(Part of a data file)
- - - -

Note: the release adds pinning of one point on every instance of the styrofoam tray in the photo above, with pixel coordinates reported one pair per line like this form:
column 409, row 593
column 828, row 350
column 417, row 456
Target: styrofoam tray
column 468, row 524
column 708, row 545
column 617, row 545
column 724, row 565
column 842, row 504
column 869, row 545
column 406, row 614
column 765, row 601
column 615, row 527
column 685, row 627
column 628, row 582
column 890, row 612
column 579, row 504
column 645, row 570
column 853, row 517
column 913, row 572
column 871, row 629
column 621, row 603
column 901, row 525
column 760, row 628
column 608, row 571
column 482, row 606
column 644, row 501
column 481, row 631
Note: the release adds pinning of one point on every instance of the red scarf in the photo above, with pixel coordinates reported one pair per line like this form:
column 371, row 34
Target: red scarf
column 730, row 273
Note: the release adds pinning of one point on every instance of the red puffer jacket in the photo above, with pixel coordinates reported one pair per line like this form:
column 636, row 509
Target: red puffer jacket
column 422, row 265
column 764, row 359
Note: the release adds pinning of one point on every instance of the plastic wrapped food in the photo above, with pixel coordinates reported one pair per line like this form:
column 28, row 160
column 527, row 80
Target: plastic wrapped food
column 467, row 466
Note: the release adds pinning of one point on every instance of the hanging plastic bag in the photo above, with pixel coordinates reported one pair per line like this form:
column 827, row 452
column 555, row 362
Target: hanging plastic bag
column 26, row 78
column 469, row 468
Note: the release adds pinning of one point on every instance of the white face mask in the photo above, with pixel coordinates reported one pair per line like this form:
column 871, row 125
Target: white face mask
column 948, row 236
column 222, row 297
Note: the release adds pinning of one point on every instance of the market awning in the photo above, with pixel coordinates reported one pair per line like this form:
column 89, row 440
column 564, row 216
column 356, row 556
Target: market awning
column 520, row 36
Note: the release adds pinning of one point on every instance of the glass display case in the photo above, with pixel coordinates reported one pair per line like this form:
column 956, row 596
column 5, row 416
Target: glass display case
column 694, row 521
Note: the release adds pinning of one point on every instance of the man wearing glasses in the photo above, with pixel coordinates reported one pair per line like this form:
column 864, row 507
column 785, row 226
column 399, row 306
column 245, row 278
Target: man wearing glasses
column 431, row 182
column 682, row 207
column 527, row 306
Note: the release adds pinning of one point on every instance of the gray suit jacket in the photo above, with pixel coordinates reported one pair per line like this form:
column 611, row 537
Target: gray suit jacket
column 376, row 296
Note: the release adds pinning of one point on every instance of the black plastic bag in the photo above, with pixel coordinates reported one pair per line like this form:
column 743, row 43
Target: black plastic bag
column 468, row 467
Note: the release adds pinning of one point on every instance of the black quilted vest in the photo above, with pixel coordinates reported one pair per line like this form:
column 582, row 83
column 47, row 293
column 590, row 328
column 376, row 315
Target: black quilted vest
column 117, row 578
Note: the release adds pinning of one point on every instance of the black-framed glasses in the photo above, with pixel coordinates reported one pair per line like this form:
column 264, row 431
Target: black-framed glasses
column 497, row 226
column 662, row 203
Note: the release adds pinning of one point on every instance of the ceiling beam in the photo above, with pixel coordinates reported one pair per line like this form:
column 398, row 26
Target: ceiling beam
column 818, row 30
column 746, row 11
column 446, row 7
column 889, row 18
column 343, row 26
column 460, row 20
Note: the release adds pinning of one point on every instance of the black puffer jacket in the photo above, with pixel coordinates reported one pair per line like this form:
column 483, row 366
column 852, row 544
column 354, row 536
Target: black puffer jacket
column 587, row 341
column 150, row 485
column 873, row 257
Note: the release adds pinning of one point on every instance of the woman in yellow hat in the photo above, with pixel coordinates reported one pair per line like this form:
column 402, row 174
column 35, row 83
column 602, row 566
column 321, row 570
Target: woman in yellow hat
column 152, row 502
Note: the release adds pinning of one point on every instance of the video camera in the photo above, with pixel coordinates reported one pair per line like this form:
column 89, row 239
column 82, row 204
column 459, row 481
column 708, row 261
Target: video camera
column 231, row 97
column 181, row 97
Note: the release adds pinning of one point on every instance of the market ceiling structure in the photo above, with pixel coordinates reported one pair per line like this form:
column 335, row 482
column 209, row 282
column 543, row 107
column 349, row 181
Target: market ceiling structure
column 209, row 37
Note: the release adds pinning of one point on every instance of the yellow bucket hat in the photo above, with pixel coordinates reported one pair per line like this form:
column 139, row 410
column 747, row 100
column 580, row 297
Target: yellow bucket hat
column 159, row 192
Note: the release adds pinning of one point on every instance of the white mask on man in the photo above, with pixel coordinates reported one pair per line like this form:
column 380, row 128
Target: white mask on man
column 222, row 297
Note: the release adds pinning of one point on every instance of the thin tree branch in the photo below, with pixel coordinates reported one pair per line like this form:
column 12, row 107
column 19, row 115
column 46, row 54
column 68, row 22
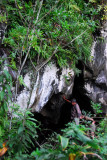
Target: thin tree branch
column 75, row 38
column 46, row 61
column 20, row 13
column 49, row 11
column 39, row 11
column 32, row 63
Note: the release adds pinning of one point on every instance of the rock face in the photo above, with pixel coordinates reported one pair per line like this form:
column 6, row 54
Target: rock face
column 48, row 87
column 95, row 73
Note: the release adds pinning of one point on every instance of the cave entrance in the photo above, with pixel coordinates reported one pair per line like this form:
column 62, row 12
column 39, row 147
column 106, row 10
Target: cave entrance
column 79, row 93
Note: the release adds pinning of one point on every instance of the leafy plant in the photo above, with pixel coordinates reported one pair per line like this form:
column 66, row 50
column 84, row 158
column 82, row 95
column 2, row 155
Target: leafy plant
column 96, row 107
column 74, row 144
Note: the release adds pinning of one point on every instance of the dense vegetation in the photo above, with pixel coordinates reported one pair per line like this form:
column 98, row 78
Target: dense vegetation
column 40, row 31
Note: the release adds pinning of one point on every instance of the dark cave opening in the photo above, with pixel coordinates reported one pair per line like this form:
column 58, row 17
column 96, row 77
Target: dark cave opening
column 47, row 125
column 78, row 93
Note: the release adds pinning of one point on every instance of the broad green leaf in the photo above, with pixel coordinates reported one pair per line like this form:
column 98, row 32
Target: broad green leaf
column 64, row 142
column 21, row 128
column 1, row 95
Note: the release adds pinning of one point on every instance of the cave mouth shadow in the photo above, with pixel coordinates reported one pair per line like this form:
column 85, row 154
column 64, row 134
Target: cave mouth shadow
column 79, row 93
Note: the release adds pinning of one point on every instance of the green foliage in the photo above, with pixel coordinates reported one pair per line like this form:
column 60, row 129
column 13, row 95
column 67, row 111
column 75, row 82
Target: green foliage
column 48, row 28
column 73, row 142
column 96, row 107
column 18, row 128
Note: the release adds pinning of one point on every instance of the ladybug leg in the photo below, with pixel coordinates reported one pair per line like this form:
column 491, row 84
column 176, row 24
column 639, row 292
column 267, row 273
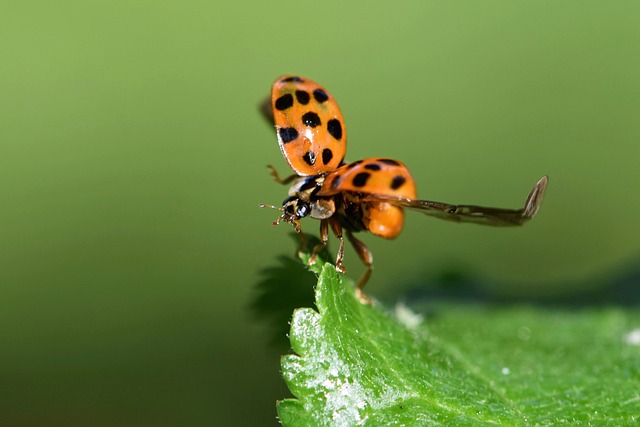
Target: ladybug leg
column 303, row 241
column 337, row 230
column 367, row 259
column 324, row 238
column 276, row 177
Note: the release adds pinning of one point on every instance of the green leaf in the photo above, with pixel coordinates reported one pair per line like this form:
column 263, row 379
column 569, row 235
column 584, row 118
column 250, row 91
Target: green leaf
column 467, row 365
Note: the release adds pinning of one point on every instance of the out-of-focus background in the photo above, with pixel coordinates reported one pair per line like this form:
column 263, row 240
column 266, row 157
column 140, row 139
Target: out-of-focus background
column 137, row 273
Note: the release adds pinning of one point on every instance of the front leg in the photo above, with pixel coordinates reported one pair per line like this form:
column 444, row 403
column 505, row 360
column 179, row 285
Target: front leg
column 337, row 230
column 324, row 238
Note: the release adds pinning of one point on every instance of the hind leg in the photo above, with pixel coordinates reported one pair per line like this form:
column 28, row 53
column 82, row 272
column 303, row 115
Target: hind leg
column 367, row 259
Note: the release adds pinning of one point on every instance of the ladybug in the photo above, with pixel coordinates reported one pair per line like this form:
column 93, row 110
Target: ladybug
column 365, row 195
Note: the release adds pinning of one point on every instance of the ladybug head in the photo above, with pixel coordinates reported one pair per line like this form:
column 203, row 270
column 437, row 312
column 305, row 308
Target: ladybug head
column 293, row 209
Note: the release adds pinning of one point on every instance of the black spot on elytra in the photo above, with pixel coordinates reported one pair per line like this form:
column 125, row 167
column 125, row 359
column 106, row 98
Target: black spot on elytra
column 310, row 158
column 360, row 180
column 311, row 119
column 398, row 181
column 287, row 134
column 320, row 95
column 335, row 128
column 284, row 102
column 327, row 155
column 302, row 97
column 389, row 162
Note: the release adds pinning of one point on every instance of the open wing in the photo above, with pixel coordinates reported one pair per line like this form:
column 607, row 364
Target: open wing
column 471, row 213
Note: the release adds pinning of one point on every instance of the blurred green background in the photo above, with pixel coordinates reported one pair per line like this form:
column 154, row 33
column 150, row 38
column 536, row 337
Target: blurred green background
column 132, row 163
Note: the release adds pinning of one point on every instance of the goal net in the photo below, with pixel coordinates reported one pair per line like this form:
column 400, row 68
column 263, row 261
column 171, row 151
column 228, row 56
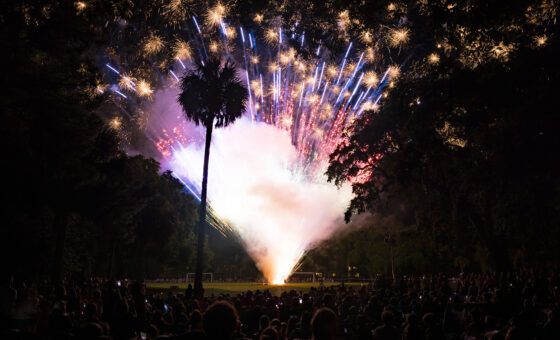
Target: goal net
column 206, row 277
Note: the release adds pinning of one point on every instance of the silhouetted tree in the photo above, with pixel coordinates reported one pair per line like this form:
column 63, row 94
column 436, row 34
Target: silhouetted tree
column 211, row 95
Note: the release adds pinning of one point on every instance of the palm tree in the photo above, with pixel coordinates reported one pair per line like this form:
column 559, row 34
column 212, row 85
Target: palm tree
column 211, row 95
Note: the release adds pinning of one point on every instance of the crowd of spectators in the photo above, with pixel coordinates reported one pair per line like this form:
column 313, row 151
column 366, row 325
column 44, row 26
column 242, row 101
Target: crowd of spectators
column 522, row 305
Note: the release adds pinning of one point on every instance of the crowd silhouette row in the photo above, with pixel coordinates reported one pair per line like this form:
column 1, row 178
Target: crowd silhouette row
column 510, row 306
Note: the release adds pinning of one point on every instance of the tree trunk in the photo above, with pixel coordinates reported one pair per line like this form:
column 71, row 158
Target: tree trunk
column 60, row 224
column 198, row 290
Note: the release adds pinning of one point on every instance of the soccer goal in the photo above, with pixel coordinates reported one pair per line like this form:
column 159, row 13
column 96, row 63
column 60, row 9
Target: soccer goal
column 206, row 277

- - - -

Stated exercise ▸
Turn the lines from the very first one up to and including the line with "column 645, row 570" into a numbered list, omitting any blank lines.

Full answer ▸
1. Note: the release adds pinning of one point on every instance of the styrofoam tray in the photo above, with pixel coordinates reported one pair per line like this form:
2. column 409, row 593
3. column 828, row 350
4. column 417, row 456
5. Target: styrofoam tray
6. column 468, row 524
7. column 708, row 545
8. column 617, row 545
9. column 724, row 565
10. column 842, row 504
11. column 869, row 545
12. column 406, row 614
13. column 765, row 601
14. column 615, row 527
15. column 685, row 627
16. column 628, row 582
17. column 890, row 612
18. column 579, row 504
19. column 645, row 570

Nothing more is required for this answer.